What the task requires:
Please copy, with no word changed, only the run of lines that opens with the line containing "Presence check — any lower" and closes with the last line below.
[Start of section]
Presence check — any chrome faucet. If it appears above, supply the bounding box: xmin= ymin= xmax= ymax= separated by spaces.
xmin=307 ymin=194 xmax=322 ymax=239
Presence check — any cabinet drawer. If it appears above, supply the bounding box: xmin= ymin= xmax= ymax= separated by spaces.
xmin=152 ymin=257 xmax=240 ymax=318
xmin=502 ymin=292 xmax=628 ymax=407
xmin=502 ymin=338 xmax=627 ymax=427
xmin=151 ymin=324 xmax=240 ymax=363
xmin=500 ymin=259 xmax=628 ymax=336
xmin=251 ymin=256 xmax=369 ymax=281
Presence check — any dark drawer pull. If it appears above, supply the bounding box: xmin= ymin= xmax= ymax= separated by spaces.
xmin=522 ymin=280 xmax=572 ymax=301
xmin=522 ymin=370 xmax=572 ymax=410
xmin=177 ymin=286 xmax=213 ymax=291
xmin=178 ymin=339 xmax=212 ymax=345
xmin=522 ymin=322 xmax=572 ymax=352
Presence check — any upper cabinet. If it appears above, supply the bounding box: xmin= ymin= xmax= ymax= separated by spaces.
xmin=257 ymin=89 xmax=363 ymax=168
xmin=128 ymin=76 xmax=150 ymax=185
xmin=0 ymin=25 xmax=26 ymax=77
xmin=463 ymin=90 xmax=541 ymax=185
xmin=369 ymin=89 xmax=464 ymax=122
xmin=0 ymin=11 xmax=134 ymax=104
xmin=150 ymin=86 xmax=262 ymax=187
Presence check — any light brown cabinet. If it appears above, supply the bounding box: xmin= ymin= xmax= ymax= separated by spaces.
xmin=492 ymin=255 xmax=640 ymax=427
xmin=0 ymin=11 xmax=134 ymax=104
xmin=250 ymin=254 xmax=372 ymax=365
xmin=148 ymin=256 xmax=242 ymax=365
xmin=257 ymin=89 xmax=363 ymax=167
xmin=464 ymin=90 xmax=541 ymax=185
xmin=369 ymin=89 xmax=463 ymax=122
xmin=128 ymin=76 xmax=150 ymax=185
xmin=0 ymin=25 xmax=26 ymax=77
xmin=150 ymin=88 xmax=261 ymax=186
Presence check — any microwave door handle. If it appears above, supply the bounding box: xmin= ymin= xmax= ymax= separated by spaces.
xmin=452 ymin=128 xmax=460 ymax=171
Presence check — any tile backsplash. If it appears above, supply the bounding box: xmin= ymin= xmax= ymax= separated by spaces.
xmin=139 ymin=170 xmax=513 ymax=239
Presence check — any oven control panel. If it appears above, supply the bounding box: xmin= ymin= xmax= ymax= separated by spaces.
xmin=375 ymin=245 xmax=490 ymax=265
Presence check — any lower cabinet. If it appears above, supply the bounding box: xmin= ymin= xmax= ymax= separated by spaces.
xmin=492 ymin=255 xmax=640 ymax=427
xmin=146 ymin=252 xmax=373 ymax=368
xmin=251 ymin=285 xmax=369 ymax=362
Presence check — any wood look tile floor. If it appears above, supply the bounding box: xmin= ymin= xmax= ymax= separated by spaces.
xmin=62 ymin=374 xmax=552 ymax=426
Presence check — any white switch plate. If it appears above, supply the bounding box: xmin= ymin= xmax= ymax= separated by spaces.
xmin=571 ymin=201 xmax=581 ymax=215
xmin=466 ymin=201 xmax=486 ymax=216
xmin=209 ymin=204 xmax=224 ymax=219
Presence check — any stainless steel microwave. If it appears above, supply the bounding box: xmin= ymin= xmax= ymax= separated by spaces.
[End of section]
Final answer:
Presence check — any lower cabinet. If it appears above, supply the bounding box: xmin= ymin= xmax= ymax= separated by spaces.
xmin=492 ymin=255 xmax=640 ymax=427
xmin=146 ymin=252 xmax=373 ymax=368
xmin=251 ymin=285 xmax=369 ymax=362
Presence check — any wood look tile floor. If it appears above, supply the bounding box: xmin= ymin= xmax= ymax= separated by spaces.
xmin=62 ymin=374 xmax=552 ymax=426
Presence check — any white switch plate. If it appears above, supply the bounding box: xmin= ymin= xmax= ymax= separated by spaces.
xmin=571 ymin=201 xmax=581 ymax=215
xmin=466 ymin=201 xmax=486 ymax=216
xmin=209 ymin=204 xmax=224 ymax=219
Presence check — any stainless steel microwave. If it appears above, supply the bounding box: xmin= ymin= xmax= ymax= separated by spaces.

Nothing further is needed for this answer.